He said the IRATF’s first efforts could include identifying crucial gas infrastructure that is connected to the electric system, similar to Texas’ attempt to map critical infrastructure.

Nickell said the report’s 81 Tier 2 and Tier 3 initiatives are all in progress, except for those related to transmission planning. The work will be prioritized, tracked and reported through SPP’s comprehensive roadmap process, which sets the grid operator’s initiatives over the next two to five years.

“We don’t want to wait on FERC and NERC,” Nickell said, noting that SPP’s effort “aligns pretty well” with the agencies’ final report.

Completing all the initiatives is expected to last several years, Nickell said.

“As we go forward with the initiatives, we’re going to have to be clear about what SPP can do and cannot do and who has authority over the gas system,” Nebraska Power Review Board Member Dennis Grennan said. “We’re going to have to be very, very clear about how far SPP can go with its solutions.”

SPP Sets New Summer Peak

Bruce Rew, SPP’s senior vice president of operations, told stakeholders that the RTO set a new summer peak load of just over 51 GW on July 28, surpassing the previous record of 50.7 GW set in August 2019. 

SPP called for conservative operations July 29-30 as summer heat continued to bake the Great Plains. Wind energy reached a high output of 20.7 GW on Aug. 8, accounting for 52.2% of SPP’s load at the time. Wind penetration reached 65.3% of the RTO’s generation mix on Sept. 26, when wind produced 14.8 GW of the total load of 22.7 GW.

Rew said 30.5 GW of wind generation is registered in the market, although only 25.8 GW was available as of Oct. 1. He said SPP currently has 283 market participants, with financial-only players outnumbering asset-owning participants, 181-102.

The Western Energy Imbalance Service market’s second quarter saw average hourly load trended slightly downward by 0.2 GWh. The WEIS market is consistently settling an average of 4 to 5 GWh of net energy imbalance generation per day, Rew said.

## LISTED RECORDS
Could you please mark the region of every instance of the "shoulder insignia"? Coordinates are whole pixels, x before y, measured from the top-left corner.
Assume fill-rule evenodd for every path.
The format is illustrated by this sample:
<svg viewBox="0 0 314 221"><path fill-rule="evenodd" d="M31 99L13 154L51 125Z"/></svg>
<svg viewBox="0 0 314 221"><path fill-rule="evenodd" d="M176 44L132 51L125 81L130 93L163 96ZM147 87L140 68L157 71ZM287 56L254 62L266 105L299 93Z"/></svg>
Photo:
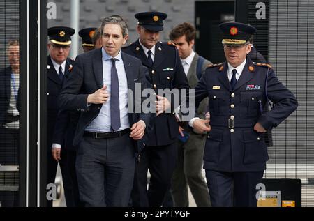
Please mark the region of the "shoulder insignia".
<svg viewBox="0 0 314 221"><path fill-rule="evenodd" d="M161 43L162 45L169 45L169 46L174 46L176 47L176 45L172 43L171 41L168 41L168 42L164 42Z"/></svg>
<svg viewBox="0 0 314 221"><path fill-rule="evenodd" d="M269 68L271 68L271 66L269 63L253 63L255 66L262 66L262 67L267 67Z"/></svg>
<svg viewBox="0 0 314 221"><path fill-rule="evenodd" d="M223 68L221 69L221 70L223 70L223 63L213 63L213 64L210 64L209 66L207 66L207 68L214 68L214 67L217 67L217 66L221 66L223 67ZM221 67L220 68L221 68Z"/></svg>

## TASK A
Write out the SPP article word for word, starting with "SPP called for" and going on through "of 22.7 GW.".
## TASK B
Using the SPP article, decide whether each statement agrees with it. Answer yes or no and quote the words that settle it. (i) SPP's new summer peak load surpassed a record set in August 2019. (ii) All 30.5 GW of registered wind generation was available as of Oct. 1. (iii) Asset-owning market participants outnumber financial-only players in SPP.
## TASK C
Carry on the SPP article from the point where its text stops.
The data above comes from a separate source that has no connection to the SPP article.

## EXERCISE OUTPUT A
SPP called for conservative operations July 29-30 as summer heat continued to bake the Great Plains. Wind energy reached a high output of 20.7 GW on Aug. 8, accounting for 52.2% of SPP’s load at the time. Wind penetration reached 65.3% of the RTO’s generation mix on Sept. 26, when wind produced 14.8 GW of the total load of 22.7 GW.

## EXERCISE OUTPUT B
(i) Yes: "surpassing the previous record of 50.7 GW set in August 2019"
(ii) No: "although only 25.8 GW was available as of Oct. 1"
(iii) No: "with financial-only players outnumbering asset-owning participants, 181-102"

## EXERCISE OUTPUT C
Sugg: In-person Meetings Soon

SPP CEO Barbara Sugg teased a potential return of in-person meetings in January in acknowledging that “we all have Zoom fatigue.”

Sugg said the MOPC and Strategic Planning Committee will meet Jan. 10-12 in Oklahoma City, and the board and Members Committee will meet Jan. 24-25 in Little Rock, Ark.

“We hope to see you there,” Sugg told stakeholders.

SPP is once again in a return-to-office mode after a previous attempt was scuttled by the COVID-19 Delta variant’s emergence. Staff have begun a hybrid workplace format that allows more flexibility to work from home while still coming to the office. Employees must spend 50% of the time in the office and managers 75% in the voluntary program. Chief People Officer Kelly Carney said an average of 70 staffers can be found daily on the SPP campus.

Sugg also said SPP has begun preparing to claw back and refund $138 million in transmission-upgrade credits, dating as far back as 2008, as it waits on a response to its rehearing request of the D.C. Circuit Court of Appeals’ August ruling that FERC was correct in reversing a retroactive waiver it had granted the RTO over collecting transmission upgrade costs under the tariff’s Attachment Z2. (See “SPP Asks for Z2 Rehearing,” SPP Markets and Operations Policy Committee: Oct. 11-12, 2021.)

“Our favorite topic from years gone by that we can’t get rid of … the gift that keeps on giving,” she said. “This will be a major undertaking for SPP and our stakeholders.”

RSC Elects New Leadership

The RSC met briefly before the quarterly stakeholder reports and elected its leadership for 2022.

SPP’s state regulators approved North Dakota Commissioner Christmann as their president. He succeeds South Dakota Public Service Commissioner Kristie Fiegen, who will remain on the committee.

KCC Commissioner French will serve as vice president, and Iowa Utilities Board Member Geri Huser will remain treasurer. The committee will lose Grennan, who was honored with a resolution for his six years of service. Grennan was the RSC president in 2020 and also served on several high-level SPP stakeholder groups.

“The last six years on the RSC have gone by so fast it’s really unbelievable,” Grennan said.

Grennan is term-limited, and his tenure on the NPRB will end Jan. 1. He is expected to be replaced on the RSC by NPRB Vice Chair Chuck Hutchison.

Oklahoma Corporation Commissioner Dana Murphy said the Seams Liaison Committee’s rate-pancaking subgroup has sent surveys to 100 MISO and SPP stakeholders and the RTOs themselves as it attempts to resolve rate issues on the RTOs’ seam. The SLC meets again Nov. 18 to discuss the survey’s results.

Murphy volunteered to represent SPP on the SLC subgroup when former Texas Public Utility Commission Chair DeAnn Murphy resigned from the commission earlier this year.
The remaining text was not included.